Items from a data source
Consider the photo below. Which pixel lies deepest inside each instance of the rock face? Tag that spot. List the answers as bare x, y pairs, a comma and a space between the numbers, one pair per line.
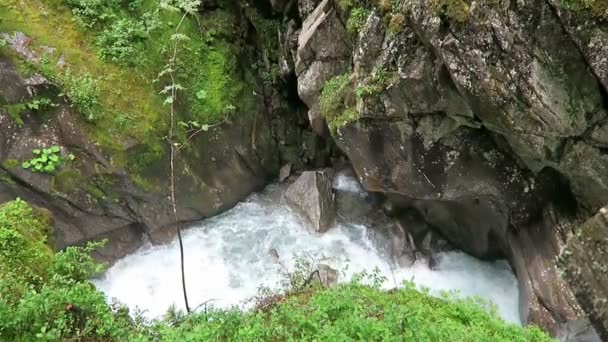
587, 271
323, 51
312, 196
97, 197
489, 123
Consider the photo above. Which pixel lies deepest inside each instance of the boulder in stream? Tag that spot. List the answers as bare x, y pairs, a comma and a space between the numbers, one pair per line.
312, 196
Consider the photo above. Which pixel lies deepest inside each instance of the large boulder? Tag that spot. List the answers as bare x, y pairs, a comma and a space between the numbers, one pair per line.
311, 195
586, 268
489, 122
323, 52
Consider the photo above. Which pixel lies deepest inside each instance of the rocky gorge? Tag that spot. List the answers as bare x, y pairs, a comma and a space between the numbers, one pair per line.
480, 125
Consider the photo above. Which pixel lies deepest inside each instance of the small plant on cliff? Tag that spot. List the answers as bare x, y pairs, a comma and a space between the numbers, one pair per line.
357, 19
337, 102
122, 42
83, 93
596, 8
457, 10
46, 160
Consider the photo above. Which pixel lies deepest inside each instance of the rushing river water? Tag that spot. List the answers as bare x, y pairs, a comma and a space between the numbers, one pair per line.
227, 260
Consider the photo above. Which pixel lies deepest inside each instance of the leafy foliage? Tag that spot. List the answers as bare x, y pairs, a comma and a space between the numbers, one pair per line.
458, 10
83, 92
46, 160
337, 102
122, 42
597, 8
355, 311
357, 19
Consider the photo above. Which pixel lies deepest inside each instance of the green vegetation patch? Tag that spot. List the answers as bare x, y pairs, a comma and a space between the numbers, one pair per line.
594, 8
457, 10
24, 254
337, 102
46, 160
67, 180
357, 312
356, 20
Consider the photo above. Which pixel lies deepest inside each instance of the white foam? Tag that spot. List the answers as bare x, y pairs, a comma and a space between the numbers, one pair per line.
227, 259
343, 182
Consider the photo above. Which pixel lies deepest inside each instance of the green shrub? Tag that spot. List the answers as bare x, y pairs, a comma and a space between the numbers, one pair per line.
122, 42
46, 160
83, 93
457, 10
356, 20
337, 102
36, 285
355, 312
595, 8
89, 13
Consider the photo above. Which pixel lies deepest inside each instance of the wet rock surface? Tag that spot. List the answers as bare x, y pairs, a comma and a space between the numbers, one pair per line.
584, 260
311, 195
489, 126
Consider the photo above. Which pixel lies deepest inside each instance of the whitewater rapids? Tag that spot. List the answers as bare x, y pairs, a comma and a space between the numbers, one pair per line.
227, 259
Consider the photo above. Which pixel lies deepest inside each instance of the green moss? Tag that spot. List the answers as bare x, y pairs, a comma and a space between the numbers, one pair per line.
356, 20
216, 84
14, 112
67, 180
594, 8
457, 10
94, 191
23, 241
10, 163
337, 102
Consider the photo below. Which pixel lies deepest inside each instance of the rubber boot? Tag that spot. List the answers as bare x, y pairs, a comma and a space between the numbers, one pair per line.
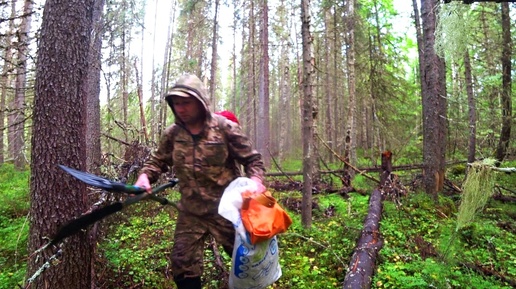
188, 283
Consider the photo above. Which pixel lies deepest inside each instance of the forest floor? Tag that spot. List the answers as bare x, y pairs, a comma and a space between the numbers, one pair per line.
421, 246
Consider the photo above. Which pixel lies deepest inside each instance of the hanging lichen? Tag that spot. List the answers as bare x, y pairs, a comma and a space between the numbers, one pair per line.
452, 30
476, 190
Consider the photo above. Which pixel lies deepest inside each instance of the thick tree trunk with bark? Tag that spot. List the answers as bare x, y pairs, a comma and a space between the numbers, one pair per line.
59, 138
93, 150
434, 103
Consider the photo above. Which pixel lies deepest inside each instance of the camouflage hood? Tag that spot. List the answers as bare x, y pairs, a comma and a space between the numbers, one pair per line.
186, 86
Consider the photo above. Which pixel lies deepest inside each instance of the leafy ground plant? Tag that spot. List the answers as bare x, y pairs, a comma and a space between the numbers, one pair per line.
422, 248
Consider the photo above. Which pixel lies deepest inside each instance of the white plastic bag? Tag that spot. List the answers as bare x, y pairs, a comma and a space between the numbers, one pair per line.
253, 266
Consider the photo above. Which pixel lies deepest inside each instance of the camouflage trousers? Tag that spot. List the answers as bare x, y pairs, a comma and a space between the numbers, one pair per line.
189, 238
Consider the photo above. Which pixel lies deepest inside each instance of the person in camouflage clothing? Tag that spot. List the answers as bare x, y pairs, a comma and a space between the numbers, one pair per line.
204, 149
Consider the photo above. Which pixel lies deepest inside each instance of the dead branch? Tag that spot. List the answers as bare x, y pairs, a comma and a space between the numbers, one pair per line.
116, 139
347, 163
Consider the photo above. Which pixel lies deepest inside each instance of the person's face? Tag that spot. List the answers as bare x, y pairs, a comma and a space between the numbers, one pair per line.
187, 109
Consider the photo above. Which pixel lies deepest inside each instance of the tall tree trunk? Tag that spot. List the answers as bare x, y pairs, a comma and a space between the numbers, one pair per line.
434, 104
143, 121
351, 138
505, 98
214, 54
152, 99
6, 78
307, 123
59, 138
284, 84
18, 139
166, 67
263, 128
124, 75
93, 149
472, 110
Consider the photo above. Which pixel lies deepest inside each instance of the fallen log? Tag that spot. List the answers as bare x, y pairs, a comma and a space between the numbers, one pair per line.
363, 260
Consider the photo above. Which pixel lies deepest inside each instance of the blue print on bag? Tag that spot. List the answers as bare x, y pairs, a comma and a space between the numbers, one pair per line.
255, 257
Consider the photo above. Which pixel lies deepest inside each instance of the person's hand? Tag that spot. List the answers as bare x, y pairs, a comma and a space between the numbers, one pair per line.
143, 182
260, 187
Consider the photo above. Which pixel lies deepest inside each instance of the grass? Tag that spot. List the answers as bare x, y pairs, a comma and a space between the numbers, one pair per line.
422, 248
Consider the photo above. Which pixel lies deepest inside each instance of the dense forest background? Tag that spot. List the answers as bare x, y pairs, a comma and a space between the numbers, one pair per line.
332, 84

§ **WHAT IS REQUIRED**
Repeat the data above in full and exactly. Omit every image.

§ **OUTPUT FOR THIS EXERCISE**
Consider the photo below. Which pixel lies deepest inside each instance of the rock face? Tag that spot. List the answers as bare x, y pairs, a comma and a space between the numbers, one pair per line.
587, 271
323, 51
312, 196
97, 197
489, 123
Consider the photo above. Which pixel lies deepest inside each instance of the boulder in stream? Tag that spot. List the answers as bare x, y pairs, a comma and a space between the numbers, one pair per line.
312, 196
Consider the photo above. Which pixel lies deepest inside each instance of the large boulder? Tag that spot. List the answers as bare x, y pairs, a comma and a space between the numbers, one pair per line.
311, 195
586, 268
489, 122
323, 52
Consider the photo above. Which pixel lies deepest inside each instance of the rocky gorge? Tag that spot. List the answers as bare x, y pairs, a comma and a space between the numbers, one pair per line.
480, 125
Consider the photo above. Which pixel lies deepest inside each instance of the small plant on cliff? Tag that spot. List the answers as bare x, y pairs, a comma and a space between the numbers, one pair per line.
357, 19
337, 102
122, 42
83, 93
596, 8
457, 10
46, 160
Consider the photo above. Which pixel lies deepest inside each instance of the rushing river water? Tag that spot. List the answers as bare x, y pairs, a comma and a space between the numbers, one pair per line.
227, 260
Consider the photo above. Which pixel lies deepest inside each instance of the leafy foliage? Tag that spot. List the answers as bare x, y pairs, a comma and a space between the numbers, one pair per line.
458, 10
83, 92
46, 160
337, 102
122, 42
597, 8
355, 311
357, 19
Consider the photo above. Which pixel lies deepest inside each instance of the green vegetation patch? Tag that spot. List the answers as bare x, y pairs, a comma and a space between the numbers, one pair per line.
594, 8
457, 10
24, 254
337, 102
46, 160
67, 180
357, 312
356, 20
Consider the photo above. Which pixel lies deepest inside each instance of the white foam? Tag that spot. List the answers as bare x, y pairs, a comma and a space between the numbers, one pair per line.
227, 259
343, 182
Consider the photo above. Which pixel lies deepest inside each instance of the green shrub? Tag that spot. List the answers as bare x, y pairs, a comma and a space between the numbers, one pair per line.
122, 42
46, 160
83, 93
457, 10
356, 20
337, 102
36, 285
355, 312
595, 8
89, 13
Consider the photo above. Which pixel lies deepest inside each instance of the wet rock surface? Tag that spot. List the answers as bare x, y pairs, a comma and a space between the numbers, one pair per line.
584, 260
311, 195
489, 126
Consider the photo above. Which pixel lies deepest inside each instance of the whitewater rapids? Tag that spot. List the answers as bare x, y pairs, a comma and a space between the numbers, one pair per line.
227, 259
Consider the photo above. Which pixel lies deepest inside each instance of the green moss? Tag that spot. List the answers as bare x, y pairs, a comma and a space between the numbers, one pair per line.
356, 20
216, 84
14, 112
67, 180
594, 8
457, 10
94, 191
23, 241
10, 163
337, 102
Consider the photo below. Which pixel lies deepest inside each instance of the rubber boot? Tag that spot. List the answers as bare x, y pairs, a comma and a space between the numbers, one pair per line.
188, 283
Consider the photo above. Which pixel lies deepest inside each instance of the forest floor? Tag that spot. List the answers as bare x, y pairs, a comma and a space between the numbers, one pair per line.
421, 246
Consider the photo above. Which pixel lies deepest inside each instance of the hanging lichen? Tag that spot. List the answers as bare x, y pairs, a comma and a space between the numbers, one pair per line.
452, 30
476, 190
Consider the photo above. Which pixel lies deepest inside each instance of the thick tree trunk with bark? Tag that spot. List the answers as bare x, y pairs, a comma and a space between the numbers, one pair per line.
59, 138
93, 150
434, 103
Consider the photo above. Which pixel lies deepest inside each instance of the camouflage hood? Tag that spot. List the answers as bare x, y pairs, a comma and a space between the numbers, one pair per line.
186, 86
Consider the photo above. Which pixel lies deepest inside each instance of the leafy ground plant? Tag that spot. List the answers as bare x, y pairs, a comma and a space between the numbers, one pair per line.
422, 248
Consider the photo above. Which pixel lies deepest inside each instance of the white plastic bag? Tag that spot. List the answers as bare x, y pairs, a comma and a space between the numbers, one pair per line.
253, 266
Consider the photo above. Which pixel lies deepest inside each instance of the camouflage trousers? Tag that spot. List the answers as bare x, y pairs, a comma and a space between the numbers, one pair per line.
189, 238
Consider the photo above. Which pixel lies deepest inside each instance of the person in camouflage clothing? Tag that spot. List the answers as bare x, y pairs, a comma and a space between the numbers, one pair per line.
204, 149
Consider the photo above. Which pixel lies deepest inside each instance of the dead branch? Tag that spot. List the answers as bare x, y pairs, a comma and a space between the numbers, one pair per line.
116, 139
347, 163
Consider the photo above. Which pixel lies deepest inside each instance of the person's face? Tag that spot. List the answers as bare x, y pairs, a comma and a space between the numbers, one pair per line.
187, 109
Consider the photo above. Which pixel lies deepest inside each instance of the tall tree trunk? Tag that spot. List the answers as bare x, y pairs, a comma and a space between the numbers, one pair per line.
434, 104
143, 121
351, 138
505, 98
214, 54
152, 99
6, 78
307, 123
59, 138
284, 84
18, 139
166, 67
263, 128
124, 75
93, 149
472, 110
Consider the photo above. Which pixel lies deepest inside each instance of the fallen log? Tag that spot. List the answers as bare x, y pairs, a comma and a space between the numbers, one pair per line.
363, 260
Consider the photo above. Which pixel lies deepest inside each instance of the blue print on bag? Tag that spot. List the answers as bare x, y pairs, a comma and a space between the numbers, one pair per line.
255, 257
Consider the photo above. Which pixel lies deepest inside each instance of the person's hand? Tag that spot. List the answers as bare x, y pairs, a comma and a space between the numbers, one pair per line.
143, 182
260, 187
Consider the photo above. Which pixel lies deepest inside each instance of the grass? Tag that spot. List the answers as bare x, y pairs, a comma and a space between the numbers, one pair per line.
422, 248
Consider the photo above. Which pixel lies deepest inside each instance of the dense forest background? Tag that spot. List the answers as bare x, y pairs, a comma and a space between the numbers, one pair per line.
332, 84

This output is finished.